Par la suite, je suis tombée dans un état où il m'était difficile de faire la distinction entre l'urine et les selles. Incapable de surmonter la douleur, j'avais du mal à trouver le sommeil, ne cessant pas les va-et-vient au petit coin.
Pendant le vol de retour à Paris, j'ai dû faire le tour de toutes les toilettes de l'avion, susciant la compassion du personnel de la Lufthansa. Arrivé à Paris, les douleurs d'estomac, les maux de tête et la diarrhée, se sont exacerbés à la maison, le tout accompagné d'une toux chronique et d'une perte d'appétit.
A partir de la veille de Noël, soit trois semaines après mon retour, j'allais passer mes journées étalé sur le lit, ne pouvant plus surmonter la douleur physique, ni mentale. Bien que je fusse condamné à un usage fréquent des sanitaires, je ne jugeais pas nécessaire d'aller à l'hôpital. N'avais-je pas une saine constitution physique?
Mais bientôt, les médicaments à visée prophylactque, Racécadotril anti-diarrhé que j'avais achetés n'avaient plus d'effet réel sur une distension abdominale devenue sévère. Je n'avais d'énergie que pour courir vers la salle de bain, toutes les heures.
Vers la fin de l'année, s'installa durablement dans mon esprit l'inquiétude de pouvoir mourir de ce mal atroce. À 5 heures du matin, à la St. Sylvestre de l'an 2019, je luttais contre une toux violent qui a fait précipiter ma femme dans la chambre où je m'étais isolé. Elle me suggéra de m'emmener à l'hôpital. Obstiné, je refusais de me résigner à cette éventualité que je trouvais disproportionnée au vu de simples symptômes d'une gastroentérite.
A l'aube, plus perspicace et jugeant inhabituelle l'intensité de ma toux, ma femme a appelé le Samu d'urgence et m'a forcé à prendre place dans l'ambulance. Un examen de santé protocolaire y fut réalisé par les urgentistes, qui établissent rapidement la nécessité impérieuse d'un examen plus approfondi. Malgré cela, je restais obstinément opposé à l'idée de me rendre à l'hôpital. Les ambulanciers ont dû mettre mon délire et mes incohérences verbales sur le compte d'une soirée trop festive à la St Sylvestre.
Aux urgences de l'hôpital, le diagnostic tomba comme un couperet: j'avais attrapé la typhoïde. Je fus admis en soins intensifs pendant cinq jours.

(Données tirées d'une collection)
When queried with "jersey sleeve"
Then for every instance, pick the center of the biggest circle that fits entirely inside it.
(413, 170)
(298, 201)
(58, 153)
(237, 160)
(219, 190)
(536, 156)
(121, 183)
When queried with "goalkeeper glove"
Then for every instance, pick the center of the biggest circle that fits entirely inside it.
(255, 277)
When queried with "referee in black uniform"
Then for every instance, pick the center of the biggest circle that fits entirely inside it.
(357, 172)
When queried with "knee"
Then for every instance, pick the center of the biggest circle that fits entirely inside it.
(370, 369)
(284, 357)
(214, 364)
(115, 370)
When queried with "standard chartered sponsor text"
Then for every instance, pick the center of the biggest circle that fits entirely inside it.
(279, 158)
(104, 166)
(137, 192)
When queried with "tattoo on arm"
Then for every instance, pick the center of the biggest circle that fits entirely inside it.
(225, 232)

TRAVAIL DEMANDÉ:
a – Recopiez à l'identique, dans le récit sur la typhoïde, tout le passage allant de « A l'aube, plus » jusqu'à « pendant cinq jours. ».
b – D'après le récit sur la typhoïde, combien de jours la personne qui raconte a-t-elle passés en soins intensifs ?
c – Poursuivez le récit sur la typhoïde après sa dernière phrase.

RÉPONSES ATTENDUES:
a –
A l'aube, plus perspicace et jugeant inhabituelle l'intensité de ma toux, ma femme a appelé le Samu d'urgence et m'a forcé à prendre place dans l'ambulance. Un examen de santé protocolaire y fut réalisé par les urgentistes, qui établissent rapidement la nécessité impérieuse d'un examen plus approfondi. Malgré cela, je restais obstinément opposé à l'idée de me rendre à l'hôpital. Les ambulanciers ont dû mettre mon délire et mes incohérences verbales sur le compte d'une soirée trop festive à la St Sylvestre.
Aux urgences de l'hôpital, le diagnostic tomba comme un couperet: j'avais attrapé la typhoïde. Je fus admis en soins intensifs pendant cinq jours.

b – Cinq jours.

c –
Sur mon lit d'hôpital, je me suis rendu compte plus tard qu'en mai 2018, 15 étudiants avaient été diagnostiqués affectés par la “Salmonella typhi”, après un voyage organisé en Inde. Ils avaient aussi séjourné à New-Delhi. Le ministère de la santé publique coréen avait dès lors stipulé qu'une vaccination préalable était obligatoire pour tous les voyageurs en partance pour l'Inde en 2018.
En remontant dans les souvenirs de mon séjour à New-Delhi, je me suis rappelé d'un verre de jus d'orange pressé par la main assez sale d'un marchand ambualnt du marché traditionnel de la ville, et que je soupçonne fortement d'être responsible de mon infection.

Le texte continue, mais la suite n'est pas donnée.